Each record in the listing below is to be duplicated exactly.

##### Source data #####

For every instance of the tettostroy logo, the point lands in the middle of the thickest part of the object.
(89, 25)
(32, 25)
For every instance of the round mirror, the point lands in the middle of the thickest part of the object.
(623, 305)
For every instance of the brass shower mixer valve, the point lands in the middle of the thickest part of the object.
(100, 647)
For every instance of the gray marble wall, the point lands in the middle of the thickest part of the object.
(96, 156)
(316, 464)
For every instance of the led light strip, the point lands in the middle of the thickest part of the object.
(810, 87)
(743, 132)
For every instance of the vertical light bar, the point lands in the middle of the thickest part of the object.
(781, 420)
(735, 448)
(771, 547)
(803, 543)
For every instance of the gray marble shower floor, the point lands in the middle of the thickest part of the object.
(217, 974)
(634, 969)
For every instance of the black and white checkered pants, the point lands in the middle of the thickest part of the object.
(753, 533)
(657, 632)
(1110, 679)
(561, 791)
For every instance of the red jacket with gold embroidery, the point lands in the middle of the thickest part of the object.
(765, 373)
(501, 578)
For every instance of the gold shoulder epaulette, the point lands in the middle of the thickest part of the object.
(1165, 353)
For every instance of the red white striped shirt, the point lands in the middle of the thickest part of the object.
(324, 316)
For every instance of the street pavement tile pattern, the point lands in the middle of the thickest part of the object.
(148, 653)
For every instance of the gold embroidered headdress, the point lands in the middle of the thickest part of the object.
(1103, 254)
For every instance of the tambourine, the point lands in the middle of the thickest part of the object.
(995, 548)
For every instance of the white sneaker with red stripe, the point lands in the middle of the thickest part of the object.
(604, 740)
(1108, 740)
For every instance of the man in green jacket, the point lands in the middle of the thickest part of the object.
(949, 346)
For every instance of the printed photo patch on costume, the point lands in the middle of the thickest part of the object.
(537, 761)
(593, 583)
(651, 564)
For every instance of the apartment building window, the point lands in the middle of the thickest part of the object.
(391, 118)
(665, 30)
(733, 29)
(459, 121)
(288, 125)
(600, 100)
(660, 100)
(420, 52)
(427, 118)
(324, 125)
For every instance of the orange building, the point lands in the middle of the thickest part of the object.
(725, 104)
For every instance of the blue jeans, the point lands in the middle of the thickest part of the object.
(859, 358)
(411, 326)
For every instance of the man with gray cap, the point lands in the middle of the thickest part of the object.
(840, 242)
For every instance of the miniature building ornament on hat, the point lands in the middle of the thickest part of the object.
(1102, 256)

#####

Answer:
For every instance of the tettostroy logo, the point lands in the middle of the thickest part of the object.
(89, 25)
(32, 25)
For every instance of the round mirror, the point lands in the middle of the thickest part of the object.
(623, 305)
For every instance of the brass shower mixer valve, the point lands in the middle of the thickest part of the object.
(100, 647)
For every instance of the gray marble wall, the point lands in the middle of the thickest part of the object.
(96, 156)
(316, 464)
For every instance of the led light strip, the point lands in the middle of the thickest part of the object.
(810, 87)
(743, 132)
For every instance of the vertical light bar, the point lands in the middle of the thickest part of the object.
(781, 420)
(735, 448)
(771, 547)
(803, 543)
For every instance of the gray marble shower floor, the point lands in the middle of the thickest part of the object.
(217, 974)
(634, 969)
For every instance of the black and white checkered pants, the point lands in the middle of the thickest part of the object.
(753, 533)
(657, 632)
(1110, 679)
(561, 791)
For every instance of the red jacket with gold embroidery, the point lands in the middle of the thickest part of the object.
(765, 373)
(501, 578)
For every instance of the gold shoulder epaulette, the point lands in the middle of the thickest part of the object.
(1165, 353)
For every instance of the red white striped shirt, the point lands in the middle of the thickest part of the object.
(324, 316)
For every instance of the street pavement tile pattern, the point lands in the middle of the thickest part of the object.
(148, 653)
For every instance of the gold embroidered headdress, the point lands in the middle of the thickest part of the object.
(1103, 254)
For every instance of the tambourine, the point lands in the middle of the thickest part of the object.
(995, 548)
For every instance of the white sneaker with red stripe, the point lands in the middle of the thickest part of the object.
(604, 740)
(1108, 740)
For every instance of the man in green jacket, the point lands in the middle of the thickest part of the object.
(949, 346)
For every instance of the printed photo patch on costume, the point lands in the middle of the thickest part of the object.
(537, 761)
(593, 583)
(651, 564)
For every instance of the apartment building window, the point lands in the middle of the thickest part of the object.
(391, 118)
(665, 30)
(733, 29)
(459, 121)
(288, 125)
(600, 100)
(660, 100)
(420, 52)
(427, 118)
(324, 125)
For every instance of the orange building, the point lands in the middle of the thickest part of the object.
(725, 104)
For every instance of the blue jeans, the point lands in the middle of the thickest part of the object.
(859, 358)
(411, 326)
For every instance of the man with gray cap, the point lands in the middle of the thickest part of the object.
(840, 242)
For every instance of the miniature building ornament on hat, the point lands in the middle of the thickest part of the object.
(1102, 256)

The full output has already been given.